__Exercise aim__
Retype every record below exactly as it appears.

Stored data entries
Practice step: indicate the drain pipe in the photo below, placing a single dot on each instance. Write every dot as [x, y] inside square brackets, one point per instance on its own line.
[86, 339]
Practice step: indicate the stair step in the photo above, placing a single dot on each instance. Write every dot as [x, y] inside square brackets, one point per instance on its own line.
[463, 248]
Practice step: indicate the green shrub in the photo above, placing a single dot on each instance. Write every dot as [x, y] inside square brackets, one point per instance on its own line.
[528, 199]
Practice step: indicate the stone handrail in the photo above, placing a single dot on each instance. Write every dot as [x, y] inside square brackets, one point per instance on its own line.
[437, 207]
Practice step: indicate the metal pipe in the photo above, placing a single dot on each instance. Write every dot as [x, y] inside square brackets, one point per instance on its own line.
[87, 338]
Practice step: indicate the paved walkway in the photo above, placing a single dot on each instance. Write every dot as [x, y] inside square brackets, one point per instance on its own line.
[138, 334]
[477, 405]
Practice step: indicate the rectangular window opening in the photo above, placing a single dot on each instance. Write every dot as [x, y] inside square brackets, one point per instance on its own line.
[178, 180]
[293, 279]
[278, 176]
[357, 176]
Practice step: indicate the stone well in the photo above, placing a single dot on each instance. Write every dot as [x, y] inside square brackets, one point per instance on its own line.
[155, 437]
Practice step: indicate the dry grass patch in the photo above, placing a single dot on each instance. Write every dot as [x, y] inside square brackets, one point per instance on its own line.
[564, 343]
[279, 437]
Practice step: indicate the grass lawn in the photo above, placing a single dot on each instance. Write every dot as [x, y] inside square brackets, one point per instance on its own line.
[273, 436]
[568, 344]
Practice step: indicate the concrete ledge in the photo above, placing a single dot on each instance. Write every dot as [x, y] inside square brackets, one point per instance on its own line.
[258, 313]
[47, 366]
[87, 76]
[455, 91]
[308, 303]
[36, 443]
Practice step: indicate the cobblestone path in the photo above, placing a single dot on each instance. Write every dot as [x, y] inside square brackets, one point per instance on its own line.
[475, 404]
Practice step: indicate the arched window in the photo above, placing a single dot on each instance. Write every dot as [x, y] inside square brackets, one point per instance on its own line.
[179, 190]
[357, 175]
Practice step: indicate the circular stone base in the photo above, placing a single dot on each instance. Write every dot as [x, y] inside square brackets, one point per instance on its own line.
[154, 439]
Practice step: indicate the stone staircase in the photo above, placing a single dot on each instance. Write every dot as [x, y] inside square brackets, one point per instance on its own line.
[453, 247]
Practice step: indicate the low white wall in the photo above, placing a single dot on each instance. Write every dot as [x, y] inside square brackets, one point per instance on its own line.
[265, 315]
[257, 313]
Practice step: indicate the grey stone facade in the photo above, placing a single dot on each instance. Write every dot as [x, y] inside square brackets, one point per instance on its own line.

__Answer to this exercise__
Practice step: indicate the drain pipe in the photo below, placing a single dot on each instance. Write every dot as [x, y] inside square brackets, one point per instance on its own line.
[86, 339]
Practice step: indicate the stair step in the photo above, placing a single dot on each instance. Write every dot as [x, y] inside square brackets, one point per instance on its own line.
[463, 248]
Practice step: indicate the green shrub in the photo above, placing a single dot on each instance. Write every dot as [x, y] inside square brackets, one point per instance on its own line.
[528, 199]
Practice step: indicate the stone handrail in the photo above, placing a single dot on each instance. Write every dot as [x, y] inside square brackets, one point per instance on its own line.
[437, 207]
Practice step: indicate the metal pipe in the photo above, placing a single dot on each instance. Write every dot as [x, y] inside square brackets, one point per instance on its own line.
[87, 338]
Practice step: indicate the paved walkway in the photo above, placing a single dot on each instance. Write every dot as [x, y] inside square brackets, one point per instance on its own line.
[138, 334]
[477, 405]
Practice step: indicate the rectangular window opening in the photo above, placing a single dot on each instance. Write every dot as [x, y] inside square brackets, one point per instance on its own line.
[178, 180]
[293, 279]
[278, 176]
[357, 176]
Practice step: indicate the stone well in the photo above, placing a single dot on each instance. Write every dot as [x, y] inside square brackets, one point per instance on its own line.
[155, 437]
Practice step: indicate the dry grass patch in the photo above, placing a single dot on each instance. Write every dot as [x, y] inside square brackets, one point per instance on its own line.
[564, 343]
[279, 437]
Practice step: indicate the grass lawn in the photo above, placing a single dot on each instance. Write every dot as [x, y] inside square brackets, one point per instance on its own line.
[273, 436]
[568, 344]
Practice step: indicate the concrete ledge in the photo above, placing a single dot on each instance. Write every dot as [x, y] inside square brackets, one point per instance on its own line.
[258, 313]
[47, 366]
[87, 76]
[455, 91]
[308, 303]
[36, 443]
Practice step: indicate the cobblestone path in the photo above, placing a single dot on each instance. Write every dot as [x, y] inside square brackets, one point per instance on its own line.
[475, 404]
Practice step: indicate the arched window in the photo above, placing a single dot on each instance. Write every dot as [x, y] inside square brackets, one point per instance on its own line.
[179, 190]
[357, 175]
Practice step: indicate the circular stone base in the photo above, placing a single dot on each instance. Write every dot as [x, y] inside square brackets, one point per instance on its own line.
[154, 439]
Practice step: indicate the stone staircase in the photo above, placing a single dot on each instance. Write every dot as [x, y] inside square brackets, one point per instance on its own line.
[453, 247]
Practice step: indicate the low white wall in the photo above, placing a single dot on each instance. Write every dot as [x, y] inside square brackets, one point per instance on its own line.
[265, 315]
[257, 313]
Practice step: indicate the grey stone facade in the photo above, placing a single dot on each instance. Write every dot as [x, y] inside square brackets, one point per instance on its own line.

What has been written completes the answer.